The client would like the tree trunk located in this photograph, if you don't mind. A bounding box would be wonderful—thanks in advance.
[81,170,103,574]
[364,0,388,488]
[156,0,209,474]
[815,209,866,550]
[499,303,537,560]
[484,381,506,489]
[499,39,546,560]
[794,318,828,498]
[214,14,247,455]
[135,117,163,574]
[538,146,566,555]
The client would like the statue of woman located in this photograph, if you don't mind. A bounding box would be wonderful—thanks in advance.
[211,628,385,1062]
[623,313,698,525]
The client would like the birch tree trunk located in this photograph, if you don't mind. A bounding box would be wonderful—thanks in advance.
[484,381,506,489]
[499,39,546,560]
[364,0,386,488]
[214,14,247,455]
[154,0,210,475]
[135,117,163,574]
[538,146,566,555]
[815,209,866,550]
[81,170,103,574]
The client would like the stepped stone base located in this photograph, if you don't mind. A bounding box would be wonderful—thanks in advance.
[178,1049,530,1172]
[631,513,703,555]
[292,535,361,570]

────────────────────

DIRECTION: Recast the records above as a two-column CSV with the header row text,answer. Give one row per record, with its wording in the text field and all of its bounding boxes in the answer field. Enclose each field in double quotes and turn every line break into a space.

RESULT OF THIS TASK:
text,answer
"The client would like the tree trunk located in this photograph, if you don't mind. A bounding box would be wonderful—thanks in advance.","[81,170,103,574] [364,0,388,488] [156,0,209,474] [815,209,866,550] [499,303,537,560] [484,381,506,489] [499,39,546,560] [794,318,828,498] [214,14,247,455] [135,117,163,574] [538,146,566,555]"
"The client would like the statue of woman located in this photograph, if you don't mind. A bounding box would be wonderful—thanks in advance.","[211,628,385,1062] [623,313,698,525]"
"The client would like the birch tree trunk located in this photograph, if you don't mind. A bounding box would be wonderful—thanks in advance.","[484,381,506,489] [499,39,546,560] [364,0,386,488] [214,14,247,455] [154,0,210,475] [135,117,163,574] [538,146,566,555] [815,209,866,550] [81,170,103,574]"
"The client would like the stepped stone base located in this photograph, if you don't mind. A bounding box would be wonderful—thanks in advance.","[178,1049,530,1172] [631,513,703,555] [292,535,361,570]"